Given exercise
Copy each of the following rows word for word, keeping them in their original order.

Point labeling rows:
* * * *
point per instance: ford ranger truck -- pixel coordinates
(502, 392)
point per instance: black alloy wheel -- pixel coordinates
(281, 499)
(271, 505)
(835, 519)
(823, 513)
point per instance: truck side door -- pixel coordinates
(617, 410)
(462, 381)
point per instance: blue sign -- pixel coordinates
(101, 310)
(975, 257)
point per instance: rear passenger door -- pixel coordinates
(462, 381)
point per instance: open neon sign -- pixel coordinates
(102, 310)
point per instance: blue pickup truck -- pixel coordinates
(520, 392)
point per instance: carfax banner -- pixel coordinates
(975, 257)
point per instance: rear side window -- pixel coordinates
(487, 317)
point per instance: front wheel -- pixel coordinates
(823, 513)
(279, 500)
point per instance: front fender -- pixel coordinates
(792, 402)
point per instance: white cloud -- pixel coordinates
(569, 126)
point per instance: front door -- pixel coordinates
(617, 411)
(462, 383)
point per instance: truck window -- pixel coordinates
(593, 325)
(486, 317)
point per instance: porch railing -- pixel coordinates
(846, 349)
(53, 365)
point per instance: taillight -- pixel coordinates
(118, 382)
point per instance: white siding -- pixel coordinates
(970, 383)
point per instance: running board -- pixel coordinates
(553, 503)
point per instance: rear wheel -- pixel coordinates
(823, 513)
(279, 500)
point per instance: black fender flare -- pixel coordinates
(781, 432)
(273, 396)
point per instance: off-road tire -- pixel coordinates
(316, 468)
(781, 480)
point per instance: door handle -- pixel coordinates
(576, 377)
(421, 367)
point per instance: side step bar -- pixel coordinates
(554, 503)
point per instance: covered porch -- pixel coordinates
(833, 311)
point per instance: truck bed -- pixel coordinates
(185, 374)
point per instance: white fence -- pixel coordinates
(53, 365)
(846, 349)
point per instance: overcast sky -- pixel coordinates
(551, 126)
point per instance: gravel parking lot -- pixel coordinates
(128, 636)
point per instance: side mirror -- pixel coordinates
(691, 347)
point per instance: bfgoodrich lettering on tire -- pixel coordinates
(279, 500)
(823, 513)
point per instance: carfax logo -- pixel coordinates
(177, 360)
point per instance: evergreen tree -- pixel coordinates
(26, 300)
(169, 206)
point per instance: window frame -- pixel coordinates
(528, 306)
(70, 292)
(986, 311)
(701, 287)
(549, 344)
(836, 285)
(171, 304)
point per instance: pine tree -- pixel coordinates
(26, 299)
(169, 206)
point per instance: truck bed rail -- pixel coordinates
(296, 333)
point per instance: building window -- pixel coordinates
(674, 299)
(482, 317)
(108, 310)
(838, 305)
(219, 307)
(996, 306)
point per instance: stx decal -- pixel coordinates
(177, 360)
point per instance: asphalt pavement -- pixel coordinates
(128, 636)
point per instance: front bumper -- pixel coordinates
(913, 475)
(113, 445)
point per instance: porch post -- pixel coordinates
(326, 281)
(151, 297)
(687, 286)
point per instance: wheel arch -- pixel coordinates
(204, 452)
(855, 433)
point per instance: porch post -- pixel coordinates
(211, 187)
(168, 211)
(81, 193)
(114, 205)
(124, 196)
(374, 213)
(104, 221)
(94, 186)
* * * *
Answer
point per instance: ford ranger truck -- pixel coordinates
(502, 392)
point per instance: black alloy wheel -- pixel coordinates
(281, 499)
(271, 505)
(835, 519)
(823, 513)
point per instance: truck side door -- pixel coordinates
(617, 410)
(462, 381)
point per instance: blue sign -- pixel coordinates
(101, 310)
(975, 257)
point per instance: rear passenger door -- pixel coordinates
(462, 381)
point per instance: open neon sign -- pixel coordinates
(102, 310)
point per instance: blue pickup truck -- pixel coordinates
(520, 392)
point per instance: carfax banner -- pixel coordinates
(975, 257)
point per instance: rear side window -- pixel coordinates
(487, 317)
point per instance: front wheel -- pixel coordinates
(823, 513)
(279, 500)
point per instance: front fender -- pixel coordinates
(792, 402)
point per instance: white cloud -- pixel coordinates
(569, 126)
point per instance: front door -- pixel coordinates
(617, 411)
(462, 383)
point per instance: truck window -- pixel coordinates
(593, 325)
(486, 317)
point per instance: porch railing -- pixel coordinates
(846, 349)
(53, 365)
point per instance: taillight -- pixel coordinates
(118, 382)
point per instance: white siding -- pixel coordinates
(970, 383)
point per instance: running board -- pixel coordinates
(553, 503)
point per instance: rear wheel -- pixel coordinates
(823, 513)
(279, 500)
point per instance: black fender flare -- pixel coordinates
(781, 432)
(273, 396)
point per instance: off-road tire -- pixel coordinates
(316, 468)
(781, 480)
point per instance: door handle -- pixel coordinates
(576, 377)
(421, 367)
point per instance: side step bar -- pixel coordinates
(554, 503)
point per instance: covered porch -- pixel coordinates
(833, 311)
point per instance: truck bed -- pixel coordinates
(185, 374)
point per instance: white fence -- pixel coordinates
(53, 365)
(846, 349)
point per instance: overcast sky -- pixel coordinates
(551, 126)
point per instance: gravel parking lot -- pixel coordinates
(128, 636)
point per instance: side mirror -- pixel coordinates
(691, 347)
point per instance: bfgoodrich lettering on tire -- pixel coordinates
(279, 500)
(823, 513)
point per instance: carfax logo -- pixel coordinates
(177, 360)
point per instance: evergreen tree -- pixel coordinates
(26, 300)
(169, 206)
point per instance: window frame -- pixel coordinates
(528, 306)
(70, 292)
(986, 311)
(701, 287)
(549, 344)
(836, 285)
(171, 304)
point per instance: pine tree -- pixel coordinates
(26, 299)
(169, 206)
point per instance: truck bed rail -- pixel coordinates
(296, 333)
point per instance: building window -- pixel coordinates
(674, 299)
(482, 317)
(108, 310)
(838, 305)
(219, 307)
(996, 306)
point per instance: stx decal -- pixel coordinates
(177, 360)
point per instance: asphalt pavement -- pixel coordinates
(128, 636)
point per instance: front bumper -- pixel coordinates
(913, 475)
(113, 445)
point per instance: porch post -- pixel coordinates
(326, 281)
(151, 297)
(687, 286)
point per instance: wheel arch -- pixel coordinates
(204, 452)
(855, 433)
point per instance: porch post -- pixel coordinates
(211, 187)
(168, 211)
(81, 193)
(114, 205)
(124, 196)
(374, 213)
(104, 221)
(94, 186)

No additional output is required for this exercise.